## [Exercise requirements]
Show every line in the items below that contains the word "positive", copying each one unchanged.

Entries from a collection
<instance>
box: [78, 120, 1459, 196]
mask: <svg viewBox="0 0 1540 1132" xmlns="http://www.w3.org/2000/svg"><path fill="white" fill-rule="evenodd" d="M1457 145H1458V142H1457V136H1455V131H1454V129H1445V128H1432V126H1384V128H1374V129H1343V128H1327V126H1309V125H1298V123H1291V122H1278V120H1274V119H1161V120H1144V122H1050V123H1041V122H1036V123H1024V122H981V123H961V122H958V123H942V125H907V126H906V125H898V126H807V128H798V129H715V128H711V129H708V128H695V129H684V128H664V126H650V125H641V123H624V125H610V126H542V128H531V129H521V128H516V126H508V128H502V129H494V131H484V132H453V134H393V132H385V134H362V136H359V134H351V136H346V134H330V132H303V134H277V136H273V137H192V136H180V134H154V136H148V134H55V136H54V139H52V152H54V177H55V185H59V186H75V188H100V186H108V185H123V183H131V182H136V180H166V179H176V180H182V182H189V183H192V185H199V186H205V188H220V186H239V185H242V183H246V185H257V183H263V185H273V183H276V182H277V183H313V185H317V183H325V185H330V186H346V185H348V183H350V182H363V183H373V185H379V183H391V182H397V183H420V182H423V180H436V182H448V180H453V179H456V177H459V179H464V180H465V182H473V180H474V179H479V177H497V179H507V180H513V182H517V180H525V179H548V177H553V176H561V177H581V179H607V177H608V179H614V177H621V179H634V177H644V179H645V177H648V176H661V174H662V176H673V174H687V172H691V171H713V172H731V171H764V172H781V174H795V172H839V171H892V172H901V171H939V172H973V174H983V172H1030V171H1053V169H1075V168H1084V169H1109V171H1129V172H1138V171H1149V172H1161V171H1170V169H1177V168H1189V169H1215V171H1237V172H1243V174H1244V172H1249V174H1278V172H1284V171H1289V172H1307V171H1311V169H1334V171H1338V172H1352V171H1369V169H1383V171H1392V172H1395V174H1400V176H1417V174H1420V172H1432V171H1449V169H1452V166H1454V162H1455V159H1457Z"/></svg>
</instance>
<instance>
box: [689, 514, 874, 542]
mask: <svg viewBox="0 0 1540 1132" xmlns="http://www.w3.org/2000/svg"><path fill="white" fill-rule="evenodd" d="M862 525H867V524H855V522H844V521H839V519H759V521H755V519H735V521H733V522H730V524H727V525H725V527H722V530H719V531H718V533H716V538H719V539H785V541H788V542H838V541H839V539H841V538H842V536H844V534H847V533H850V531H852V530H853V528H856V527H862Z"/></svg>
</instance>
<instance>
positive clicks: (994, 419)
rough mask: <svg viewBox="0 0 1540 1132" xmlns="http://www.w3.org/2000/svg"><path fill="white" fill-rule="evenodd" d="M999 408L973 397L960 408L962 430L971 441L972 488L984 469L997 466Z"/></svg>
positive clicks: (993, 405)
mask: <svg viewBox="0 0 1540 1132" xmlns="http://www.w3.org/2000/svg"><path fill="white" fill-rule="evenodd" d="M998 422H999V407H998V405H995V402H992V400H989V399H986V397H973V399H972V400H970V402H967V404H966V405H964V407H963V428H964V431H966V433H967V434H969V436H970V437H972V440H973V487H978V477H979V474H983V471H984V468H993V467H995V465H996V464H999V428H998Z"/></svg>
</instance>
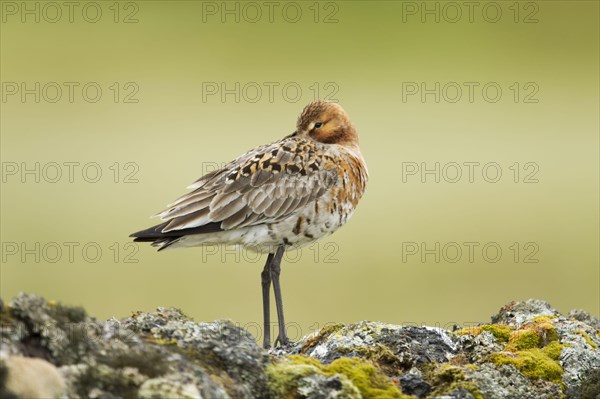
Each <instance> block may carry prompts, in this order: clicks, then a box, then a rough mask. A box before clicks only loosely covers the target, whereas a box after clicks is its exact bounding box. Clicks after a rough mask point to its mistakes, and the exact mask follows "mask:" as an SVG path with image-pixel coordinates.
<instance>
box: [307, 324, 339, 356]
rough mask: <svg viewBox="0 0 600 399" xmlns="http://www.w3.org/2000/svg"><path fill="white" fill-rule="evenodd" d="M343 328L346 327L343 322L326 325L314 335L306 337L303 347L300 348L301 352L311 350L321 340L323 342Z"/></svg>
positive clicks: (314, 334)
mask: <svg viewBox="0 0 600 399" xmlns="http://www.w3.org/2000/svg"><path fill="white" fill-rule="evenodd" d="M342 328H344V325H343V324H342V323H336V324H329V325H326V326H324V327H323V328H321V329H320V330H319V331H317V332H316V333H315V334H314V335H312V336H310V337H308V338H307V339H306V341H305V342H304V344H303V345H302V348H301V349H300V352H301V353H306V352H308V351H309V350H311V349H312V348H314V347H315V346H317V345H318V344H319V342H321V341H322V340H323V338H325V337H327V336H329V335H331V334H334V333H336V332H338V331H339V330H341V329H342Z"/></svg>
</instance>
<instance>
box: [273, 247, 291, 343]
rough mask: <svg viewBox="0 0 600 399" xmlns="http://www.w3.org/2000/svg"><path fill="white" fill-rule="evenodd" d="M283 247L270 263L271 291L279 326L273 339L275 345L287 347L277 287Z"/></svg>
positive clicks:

## [Solution]
positive clicks: (994, 419)
positive clicks: (993, 405)
positive clicks: (314, 334)
positive clicks:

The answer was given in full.